Task directions
Copy the stretch of the pull request thread that begins with "Post-Commit Tests Status" and ends with "Pre-Commit Tests Status (on master branch)", swapping "master branch" for "main branch" wherever it appears.

Excerpted text

####

[BEAM-9474] Improve robustness of BundleFactory and ProcessEnvironment #11084

mxm · 2020-03-09T20:19:02Z

The cleanup code in DefaultJobBundleFactory and its RemoteEnvironments may leak
resources. This is especially a concern when the execution engines reuses the
same JVM or underlying machines for multiple runs of a pipeline.

Exceptions encountered during cleanup should not lead to aborting the cleanup
procedure. Not all code handles this correctly. We should also ensure that the
cleanup succeeds even if the runner does not properly close the bundle,
e.g. when a exception occurs during closing the bundle.

Post-Commit Tests Status (on master branch)

Lang	SDK	Apex	Dataflow	Gearpump	Samza
Go		---	---	---	---
Java
Python		---		---	---
XLang	---	---	---	---	---

Pre-Commit Tests Status (on master branch)

---	Java	Python	Go	Website
Non-portable
Portable	---		---	---

See .test-infra/jenkins/README for trigger phrase, status and link of all Jenkins jobs.

mxm · 2020-03-09T20:38:21Z

retest this please

...cution/src/main/java/org/apache/beam/runners/fnexecution/environment/ProcessEnvironment.java

...ution/src/main/java/org/apache/beam/runners/fnexecution/control/DefaultJobBundleFactory.java

tweise · 2020-03-09T22:11:08Z

...-execution/src/main/java/org/apache/beam/runners/fnexecution/environment/ProcessManager.java

-      } else {
-        LOG.info("Process for worker {} still running. Killing.", id);
-        process.destroyForcibly();
+      long maxTimeToWait = 500;


Why the timeout change?

The old timeout was too long.

How did that manifest? 500ms timeout for process termination seems too aggressive. I would prefer a longer timeout to allow for connections to be closed gracefully.

The shutdown code is synchronous, so I'd prefer a shorter timeout here. It would be a good improvement to make it async.

I've tested this on a cluster with many runs and I've not seen a single instance lingering. Also I did not notice any difference in the logs. The environment will be torn down last, after all connections have been closed. So failures would not be visible anymore.

If you want I can restore the old timeout but I would then also change the code to make the stopping async or at least stop all the processes at once and then wait (instead of tearing down the process one-by-one and wait for each process to quit).

If you have verified that the graceful shutdown works (in the happy path), then we are good. Maybe add a comment to the code, since all of this isn't very obvious.

It's not always shutting down gracefully but that's what the change is about: removing processes and ensuring a quick recovery time. It's a trade-off. Ideally we would want to allow more time but if we wait 2 seconds with an SDK parallelism of 16, that's already more than half a minute waiting time. We really want to do the process removal in parallel. I'll look into this.

I'm not sure the ProcessManager is a good place to document the shutdown behavior. If you have any suggestions though, I'll add them here.

Won't delay the PR for it!

####

Information supplied

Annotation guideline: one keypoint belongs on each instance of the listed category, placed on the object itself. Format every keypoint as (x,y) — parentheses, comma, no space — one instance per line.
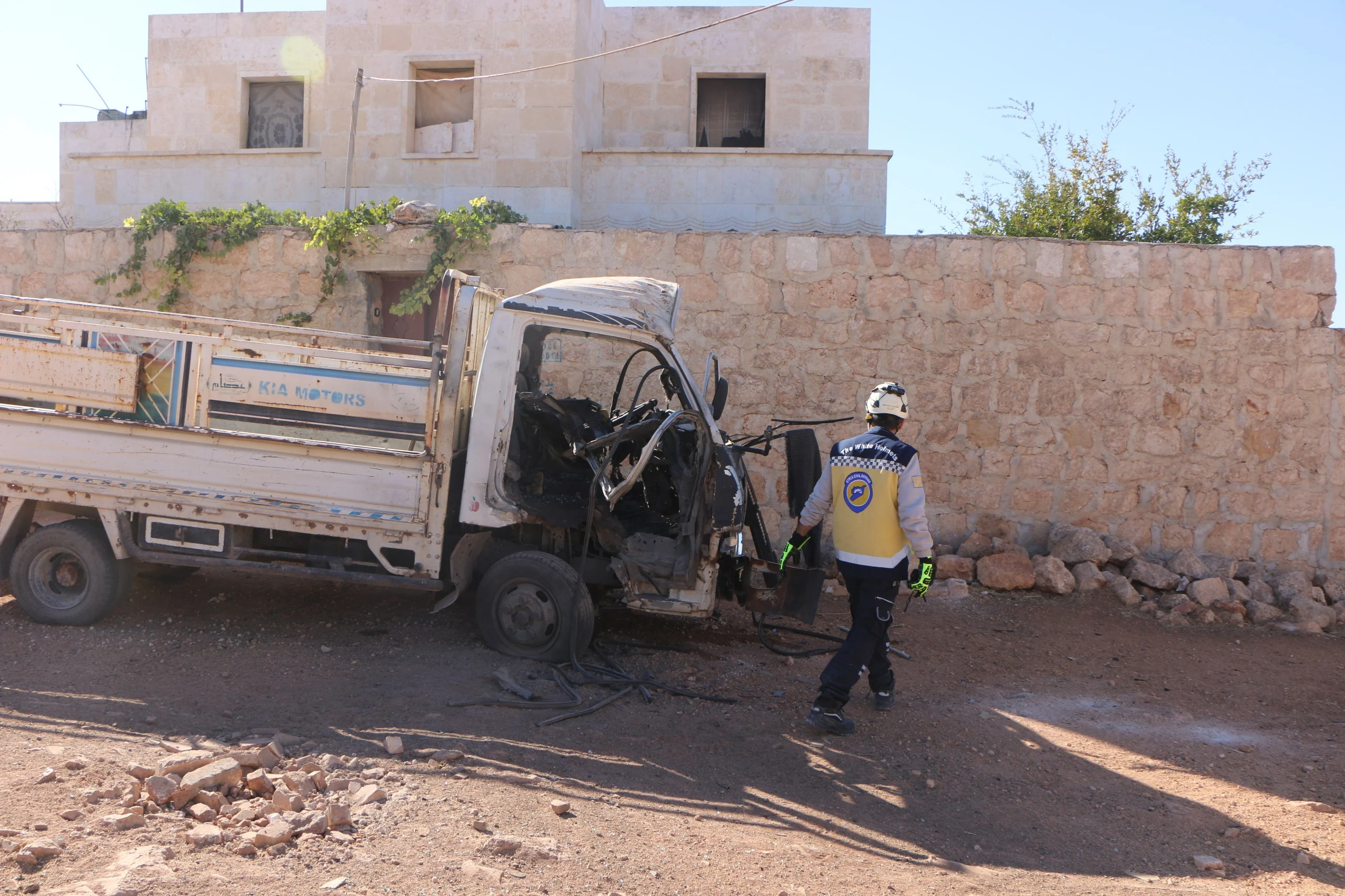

####

Answer for the task
Post-Commit Tests Status (on main branch)

Lang	SDK	Apex	Dataflow	Gearpump	Samza
Go		---	---	---	---
Java
Python		---		---	---
XLang	---	---	---	---	---

Pre-Commit Tests Status (on main branch)